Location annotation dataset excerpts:
** BEGIN **
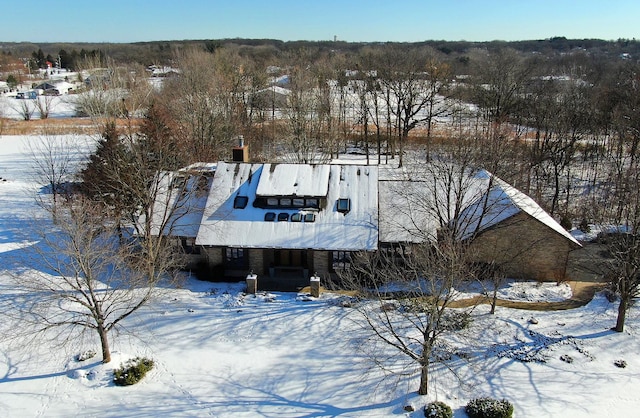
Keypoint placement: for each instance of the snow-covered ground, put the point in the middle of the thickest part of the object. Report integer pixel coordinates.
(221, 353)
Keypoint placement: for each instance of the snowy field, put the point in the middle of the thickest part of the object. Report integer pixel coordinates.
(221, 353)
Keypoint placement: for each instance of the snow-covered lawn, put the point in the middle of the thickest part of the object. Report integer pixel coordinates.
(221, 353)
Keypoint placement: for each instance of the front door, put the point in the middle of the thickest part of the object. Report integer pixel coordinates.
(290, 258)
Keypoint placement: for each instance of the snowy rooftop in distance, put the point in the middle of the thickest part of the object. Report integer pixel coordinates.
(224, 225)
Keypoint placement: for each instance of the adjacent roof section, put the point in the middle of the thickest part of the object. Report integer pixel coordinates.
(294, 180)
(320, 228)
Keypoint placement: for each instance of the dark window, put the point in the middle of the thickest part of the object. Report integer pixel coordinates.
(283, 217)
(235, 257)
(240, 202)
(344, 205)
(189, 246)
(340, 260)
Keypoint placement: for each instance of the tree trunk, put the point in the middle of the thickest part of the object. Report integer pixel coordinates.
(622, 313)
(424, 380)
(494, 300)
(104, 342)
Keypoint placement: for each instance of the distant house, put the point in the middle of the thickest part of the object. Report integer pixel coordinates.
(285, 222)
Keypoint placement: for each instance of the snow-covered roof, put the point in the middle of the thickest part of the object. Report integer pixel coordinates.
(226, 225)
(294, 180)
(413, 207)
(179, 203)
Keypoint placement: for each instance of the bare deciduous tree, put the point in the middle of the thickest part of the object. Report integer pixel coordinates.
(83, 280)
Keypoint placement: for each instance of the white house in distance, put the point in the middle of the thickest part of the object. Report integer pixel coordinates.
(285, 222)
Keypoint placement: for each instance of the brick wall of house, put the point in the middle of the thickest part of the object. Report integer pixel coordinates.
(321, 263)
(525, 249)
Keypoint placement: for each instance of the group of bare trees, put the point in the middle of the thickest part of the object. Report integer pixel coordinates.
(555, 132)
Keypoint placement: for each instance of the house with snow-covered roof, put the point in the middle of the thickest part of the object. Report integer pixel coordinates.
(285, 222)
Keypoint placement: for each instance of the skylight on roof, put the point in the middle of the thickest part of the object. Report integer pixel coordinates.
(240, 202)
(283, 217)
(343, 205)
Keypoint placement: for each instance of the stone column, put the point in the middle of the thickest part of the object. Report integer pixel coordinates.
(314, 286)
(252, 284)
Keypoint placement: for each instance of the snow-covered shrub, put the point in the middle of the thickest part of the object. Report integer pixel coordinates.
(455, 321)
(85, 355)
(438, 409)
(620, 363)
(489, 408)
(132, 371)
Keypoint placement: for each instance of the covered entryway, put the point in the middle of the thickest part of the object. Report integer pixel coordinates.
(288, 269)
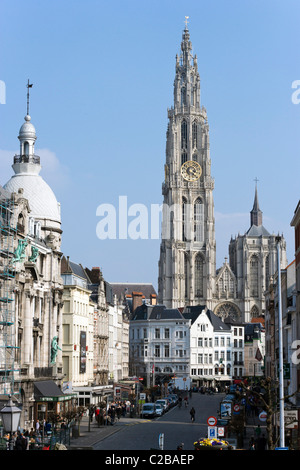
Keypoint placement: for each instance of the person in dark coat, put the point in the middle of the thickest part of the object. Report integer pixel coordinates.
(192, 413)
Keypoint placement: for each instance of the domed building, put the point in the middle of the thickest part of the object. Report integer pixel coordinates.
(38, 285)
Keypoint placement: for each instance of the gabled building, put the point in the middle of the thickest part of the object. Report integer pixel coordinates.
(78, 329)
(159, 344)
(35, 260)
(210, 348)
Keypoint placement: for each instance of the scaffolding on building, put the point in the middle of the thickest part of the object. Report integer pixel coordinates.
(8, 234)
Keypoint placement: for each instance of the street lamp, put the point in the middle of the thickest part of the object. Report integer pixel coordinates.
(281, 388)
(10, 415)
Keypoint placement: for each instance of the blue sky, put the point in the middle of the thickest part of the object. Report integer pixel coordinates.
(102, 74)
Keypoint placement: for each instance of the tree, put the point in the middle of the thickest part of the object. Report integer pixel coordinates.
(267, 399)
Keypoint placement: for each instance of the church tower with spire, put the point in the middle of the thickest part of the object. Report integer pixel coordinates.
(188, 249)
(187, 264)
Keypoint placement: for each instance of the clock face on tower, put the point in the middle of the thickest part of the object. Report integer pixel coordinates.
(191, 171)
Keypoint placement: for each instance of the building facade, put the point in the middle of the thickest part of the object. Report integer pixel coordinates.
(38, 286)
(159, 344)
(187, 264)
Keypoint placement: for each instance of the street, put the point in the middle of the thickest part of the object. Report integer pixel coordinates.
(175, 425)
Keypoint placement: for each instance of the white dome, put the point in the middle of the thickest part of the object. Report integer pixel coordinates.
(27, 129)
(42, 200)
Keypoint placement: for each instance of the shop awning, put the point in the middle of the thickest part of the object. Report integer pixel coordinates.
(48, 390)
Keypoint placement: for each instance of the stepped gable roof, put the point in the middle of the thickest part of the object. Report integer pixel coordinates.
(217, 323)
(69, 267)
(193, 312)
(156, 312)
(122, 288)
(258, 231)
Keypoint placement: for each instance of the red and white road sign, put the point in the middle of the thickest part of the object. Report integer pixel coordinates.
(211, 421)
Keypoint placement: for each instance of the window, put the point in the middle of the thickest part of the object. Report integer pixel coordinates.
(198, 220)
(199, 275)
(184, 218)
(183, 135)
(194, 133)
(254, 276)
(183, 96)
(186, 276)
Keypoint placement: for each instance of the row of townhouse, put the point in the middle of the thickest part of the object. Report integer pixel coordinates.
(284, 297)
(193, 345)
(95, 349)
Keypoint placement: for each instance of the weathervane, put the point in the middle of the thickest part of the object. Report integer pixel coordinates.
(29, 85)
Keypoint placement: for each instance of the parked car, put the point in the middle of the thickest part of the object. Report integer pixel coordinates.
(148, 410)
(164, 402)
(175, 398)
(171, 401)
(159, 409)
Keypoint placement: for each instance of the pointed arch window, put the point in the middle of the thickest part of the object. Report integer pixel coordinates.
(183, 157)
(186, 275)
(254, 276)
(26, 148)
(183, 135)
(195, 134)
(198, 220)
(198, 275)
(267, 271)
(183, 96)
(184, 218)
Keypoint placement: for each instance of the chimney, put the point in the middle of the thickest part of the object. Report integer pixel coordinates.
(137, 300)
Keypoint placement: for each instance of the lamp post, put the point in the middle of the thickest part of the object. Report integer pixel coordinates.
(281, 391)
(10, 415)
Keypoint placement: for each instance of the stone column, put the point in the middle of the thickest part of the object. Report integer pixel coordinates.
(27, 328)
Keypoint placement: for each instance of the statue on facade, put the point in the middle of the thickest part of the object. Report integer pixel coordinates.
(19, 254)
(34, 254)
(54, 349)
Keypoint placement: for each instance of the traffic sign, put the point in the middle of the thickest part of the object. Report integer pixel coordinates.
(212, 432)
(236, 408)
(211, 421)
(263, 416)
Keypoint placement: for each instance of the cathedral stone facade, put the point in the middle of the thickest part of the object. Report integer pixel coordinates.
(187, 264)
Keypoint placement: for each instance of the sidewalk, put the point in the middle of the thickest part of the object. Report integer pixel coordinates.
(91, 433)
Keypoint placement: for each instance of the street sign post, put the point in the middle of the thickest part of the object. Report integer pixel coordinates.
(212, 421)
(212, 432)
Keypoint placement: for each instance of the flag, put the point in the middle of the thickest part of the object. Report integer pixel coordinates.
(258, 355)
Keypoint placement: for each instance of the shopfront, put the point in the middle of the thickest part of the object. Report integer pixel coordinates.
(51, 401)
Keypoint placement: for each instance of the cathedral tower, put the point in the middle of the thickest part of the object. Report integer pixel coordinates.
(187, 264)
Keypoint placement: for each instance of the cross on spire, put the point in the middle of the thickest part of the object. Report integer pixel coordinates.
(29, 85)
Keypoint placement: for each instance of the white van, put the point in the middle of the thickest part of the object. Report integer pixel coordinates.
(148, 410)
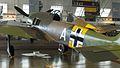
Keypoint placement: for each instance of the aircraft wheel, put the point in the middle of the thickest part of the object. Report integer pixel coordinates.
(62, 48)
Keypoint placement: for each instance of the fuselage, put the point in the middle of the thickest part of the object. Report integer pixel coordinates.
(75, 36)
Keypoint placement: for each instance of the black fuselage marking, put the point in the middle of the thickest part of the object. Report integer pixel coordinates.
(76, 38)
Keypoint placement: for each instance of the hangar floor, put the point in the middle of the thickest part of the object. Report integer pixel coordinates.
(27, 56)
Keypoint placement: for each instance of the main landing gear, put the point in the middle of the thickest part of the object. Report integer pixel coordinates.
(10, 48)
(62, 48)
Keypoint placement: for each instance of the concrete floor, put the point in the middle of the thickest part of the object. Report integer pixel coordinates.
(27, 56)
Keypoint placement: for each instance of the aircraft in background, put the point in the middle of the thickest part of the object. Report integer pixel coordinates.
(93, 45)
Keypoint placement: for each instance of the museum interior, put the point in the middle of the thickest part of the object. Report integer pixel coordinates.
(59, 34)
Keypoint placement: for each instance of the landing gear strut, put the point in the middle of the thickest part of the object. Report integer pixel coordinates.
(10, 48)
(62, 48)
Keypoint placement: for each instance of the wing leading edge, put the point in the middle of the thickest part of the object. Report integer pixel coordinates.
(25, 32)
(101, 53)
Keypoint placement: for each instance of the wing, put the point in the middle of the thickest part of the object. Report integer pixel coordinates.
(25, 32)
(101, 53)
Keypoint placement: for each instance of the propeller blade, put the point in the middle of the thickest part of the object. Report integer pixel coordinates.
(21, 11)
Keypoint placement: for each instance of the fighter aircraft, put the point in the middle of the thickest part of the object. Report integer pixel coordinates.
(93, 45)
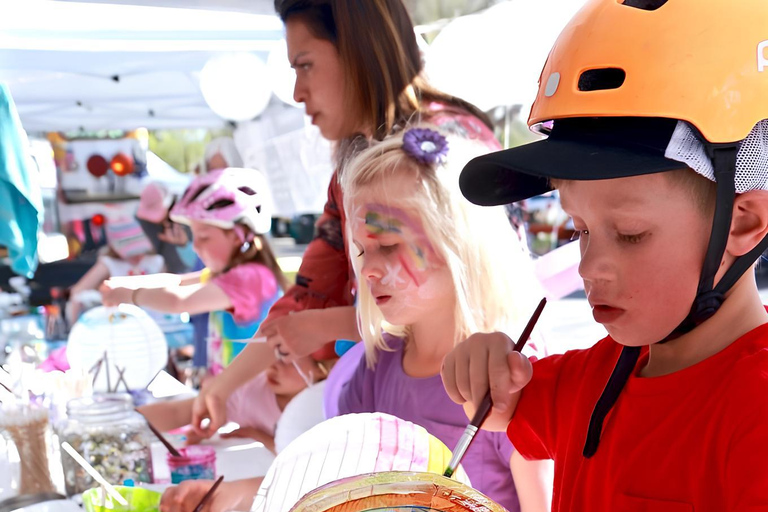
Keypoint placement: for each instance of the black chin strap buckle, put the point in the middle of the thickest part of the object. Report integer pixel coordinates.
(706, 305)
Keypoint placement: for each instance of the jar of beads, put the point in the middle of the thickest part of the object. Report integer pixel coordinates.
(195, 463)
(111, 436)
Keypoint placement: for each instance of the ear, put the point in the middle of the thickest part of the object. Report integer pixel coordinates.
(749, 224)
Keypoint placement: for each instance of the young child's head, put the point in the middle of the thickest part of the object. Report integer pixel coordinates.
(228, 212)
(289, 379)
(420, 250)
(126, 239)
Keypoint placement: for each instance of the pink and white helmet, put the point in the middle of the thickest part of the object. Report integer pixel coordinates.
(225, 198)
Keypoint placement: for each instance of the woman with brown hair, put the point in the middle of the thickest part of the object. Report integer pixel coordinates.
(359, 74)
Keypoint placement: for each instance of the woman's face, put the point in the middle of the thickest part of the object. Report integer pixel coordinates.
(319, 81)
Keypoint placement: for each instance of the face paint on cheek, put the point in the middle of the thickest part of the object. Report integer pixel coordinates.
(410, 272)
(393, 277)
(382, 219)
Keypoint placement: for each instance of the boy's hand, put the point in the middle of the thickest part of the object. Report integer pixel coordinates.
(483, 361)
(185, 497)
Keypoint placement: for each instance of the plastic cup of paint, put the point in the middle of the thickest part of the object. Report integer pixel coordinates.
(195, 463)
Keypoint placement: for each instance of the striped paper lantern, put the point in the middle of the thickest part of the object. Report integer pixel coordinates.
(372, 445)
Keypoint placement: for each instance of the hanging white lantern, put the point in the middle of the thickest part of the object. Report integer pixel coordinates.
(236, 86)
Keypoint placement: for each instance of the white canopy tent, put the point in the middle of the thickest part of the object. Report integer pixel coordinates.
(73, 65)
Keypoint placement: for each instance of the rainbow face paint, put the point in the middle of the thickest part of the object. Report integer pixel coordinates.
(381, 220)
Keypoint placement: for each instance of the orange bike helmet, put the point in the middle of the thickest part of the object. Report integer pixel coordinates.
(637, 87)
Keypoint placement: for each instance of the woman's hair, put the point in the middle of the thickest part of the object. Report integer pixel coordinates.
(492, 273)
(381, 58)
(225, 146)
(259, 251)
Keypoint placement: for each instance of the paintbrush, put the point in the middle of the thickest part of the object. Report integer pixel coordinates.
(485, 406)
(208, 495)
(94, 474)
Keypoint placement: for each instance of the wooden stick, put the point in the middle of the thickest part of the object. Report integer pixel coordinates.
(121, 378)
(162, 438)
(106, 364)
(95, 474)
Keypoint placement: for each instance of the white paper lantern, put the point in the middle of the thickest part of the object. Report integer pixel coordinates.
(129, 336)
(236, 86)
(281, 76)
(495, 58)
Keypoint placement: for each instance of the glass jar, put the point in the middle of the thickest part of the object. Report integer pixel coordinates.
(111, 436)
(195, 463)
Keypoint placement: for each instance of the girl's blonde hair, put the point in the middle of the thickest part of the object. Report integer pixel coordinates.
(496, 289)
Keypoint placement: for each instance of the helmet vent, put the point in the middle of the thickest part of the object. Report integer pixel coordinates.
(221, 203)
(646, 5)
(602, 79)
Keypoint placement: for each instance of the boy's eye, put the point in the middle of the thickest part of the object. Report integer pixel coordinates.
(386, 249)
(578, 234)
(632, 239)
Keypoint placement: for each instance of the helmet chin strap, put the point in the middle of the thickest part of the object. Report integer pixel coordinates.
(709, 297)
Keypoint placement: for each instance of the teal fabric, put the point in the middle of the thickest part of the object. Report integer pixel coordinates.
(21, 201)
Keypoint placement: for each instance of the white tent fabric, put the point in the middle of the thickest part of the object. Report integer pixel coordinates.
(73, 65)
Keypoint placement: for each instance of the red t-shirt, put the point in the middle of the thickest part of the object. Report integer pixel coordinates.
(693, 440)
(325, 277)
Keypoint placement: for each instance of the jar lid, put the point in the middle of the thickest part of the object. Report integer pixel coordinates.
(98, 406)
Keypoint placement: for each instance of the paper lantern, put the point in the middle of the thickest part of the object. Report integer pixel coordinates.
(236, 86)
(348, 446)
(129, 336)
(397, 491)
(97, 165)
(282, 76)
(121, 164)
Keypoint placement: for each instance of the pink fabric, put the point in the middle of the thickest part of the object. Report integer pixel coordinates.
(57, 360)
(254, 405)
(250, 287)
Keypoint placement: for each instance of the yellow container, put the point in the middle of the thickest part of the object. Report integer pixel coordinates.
** END **
### WHAT TO DO
Starting with the line that contains "Keypoint placement: for each instance of the boy's eye, put", output every line through the end of the listing above, unchanged.

### EXPECTED ANSWER
Keypoint placement: for each instance of the boy's eye, put the point in the middle of the thickest part of the object. Report integer pixel coordinates.
(386, 249)
(578, 234)
(632, 239)
Keypoint placement: for each instance of the helmet chin strap, put the point in the middle of the thickest part of the object. Report integer pixel coordinates.
(709, 297)
Keypoint placement: for each instance of the teal fabric, put the point in the middle of the thickest part of the object. Report integer pixel coordinates.
(21, 201)
Keypoint placement: for each instance of the white tent fabric, put the point in the middle of the thickest part of the object. Report integer pixel coordinates.
(73, 65)
Keypoint placement: for each instance of the red t-shirt, put the point in the middle of the thickest part of the object. Report integer pixel coordinates.
(693, 440)
(325, 277)
Keypoint placement: for each instance of the jar lid, put the point in the middle of the thickest part of the object. Report integer pixel coordinates.
(98, 406)
Keypoint placement: for each instance of the paper lantern, put the point in the middle of the thickest part of the object. Report integer pixel coordinates.
(236, 86)
(348, 446)
(129, 336)
(397, 491)
(97, 165)
(282, 76)
(121, 164)
Keypoint placement: for each instance of the pink fabric, put the point in the middle of the thickest part of the object. Report integer pixel coordinates.
(57, 360)
(254, 405)
(250, 287)
Keypoint placement: for each instance of the yellow container, put the point in the middle of the thickest part of the object. Report integer pixel coordinates.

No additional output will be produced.